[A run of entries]
%%

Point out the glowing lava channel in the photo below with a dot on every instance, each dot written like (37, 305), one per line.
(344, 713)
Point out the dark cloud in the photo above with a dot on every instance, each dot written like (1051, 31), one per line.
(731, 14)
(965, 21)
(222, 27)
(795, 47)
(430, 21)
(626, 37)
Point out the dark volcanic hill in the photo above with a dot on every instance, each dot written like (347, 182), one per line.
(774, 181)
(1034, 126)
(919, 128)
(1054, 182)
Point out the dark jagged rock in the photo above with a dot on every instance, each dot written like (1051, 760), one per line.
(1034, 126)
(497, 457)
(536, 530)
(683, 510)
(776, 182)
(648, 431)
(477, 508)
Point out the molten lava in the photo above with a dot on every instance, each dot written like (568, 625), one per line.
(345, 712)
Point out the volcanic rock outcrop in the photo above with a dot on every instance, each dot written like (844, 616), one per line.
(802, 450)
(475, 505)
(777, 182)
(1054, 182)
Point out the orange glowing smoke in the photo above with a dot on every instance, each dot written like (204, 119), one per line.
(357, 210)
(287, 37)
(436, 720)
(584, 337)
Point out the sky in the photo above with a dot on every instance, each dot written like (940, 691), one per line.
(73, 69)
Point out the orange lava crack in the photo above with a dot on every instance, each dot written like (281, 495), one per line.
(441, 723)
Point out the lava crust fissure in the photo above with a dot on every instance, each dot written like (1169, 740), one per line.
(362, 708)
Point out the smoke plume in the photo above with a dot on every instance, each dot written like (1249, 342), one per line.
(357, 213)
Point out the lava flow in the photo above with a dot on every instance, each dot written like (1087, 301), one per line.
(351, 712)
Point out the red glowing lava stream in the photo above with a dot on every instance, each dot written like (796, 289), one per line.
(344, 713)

%%

** Exercise brief **
Write out every line of the entries above as a numbered list, leaving out any blank lines.

** Result **
1. Point out the glowing lava channel in the photo below with a dot on every instance, each dot written like (37, 305), one per line.
2. (344, 713)
3. Point out the dark cloud in the photo above with a dot on every instance, each dot written like (1051, 31), one per line.
4. (731, 14)
5. (965, 21)
6. (222, 27)
7. (795, 47)
8. (430, 21)
9. (626, 37)
10. Point out the dark volcanic hill in the photo above with a dot on every instance, each dot written like (347, 182), one per line.
11. (774, 181)
12. (1034, 126)
13. (919, 128)
14. (1054, 182)
15. Point out the dark jagged rock in the photo above with a dot on every instance, each dot written like (1051, 760), one per line.
16. (1034, 126)
17. (497, 457)
18. (536, 530)
19. (683, 510)
20. (776, 182)
21. (648, 431)
22. (477, 508)
23. Point out the molten lava in the photo above with a dot on every instance, each dot written like (568, 625), one per line.
24. (345, 712)
25. Point out the volcanic rock outcrop in the photo above with a dot on every instance, each dot written like (844, 616), one per line.
26. (802, 450)
27. (475, 505)
28. (777, 182)
29. (1054, 182)
30. Point out the orange glowing smoke in the photo above with a dot on every instance, each dot written like (204, 119), one per line.
31. (357, 210)
32. (287, 37)
33. (436, 720)
34. (584, 337)
35. Point out the sky in the photo above with a dot on every instance, each dot written like (940, 691), one per line.
36. (73, 69)
37. Point out the orange lava crack in the photo above with a dot on every instance, each dot written like (281, 495), one per line.
38. (441, 723)
39. Point out the lava crust fissure in the photo above with a dot on every instance, each dot written like (1169, 740), one per line.
40. (362, 708)
41. Point out the smoke plume in the photo above with a dot on every instance, each dot written like (1249, 342), one per line.
42. (357, 213)
43. Point out the lava flow in the photo above with a dot on every instance, each dot written like (1087, 301), one per line.
44. (351, 712)
45. Point out the red glowing lava stream in the photo above with a dot on every instance, each dot written like (796, 289), one per line.
46. (344, 713)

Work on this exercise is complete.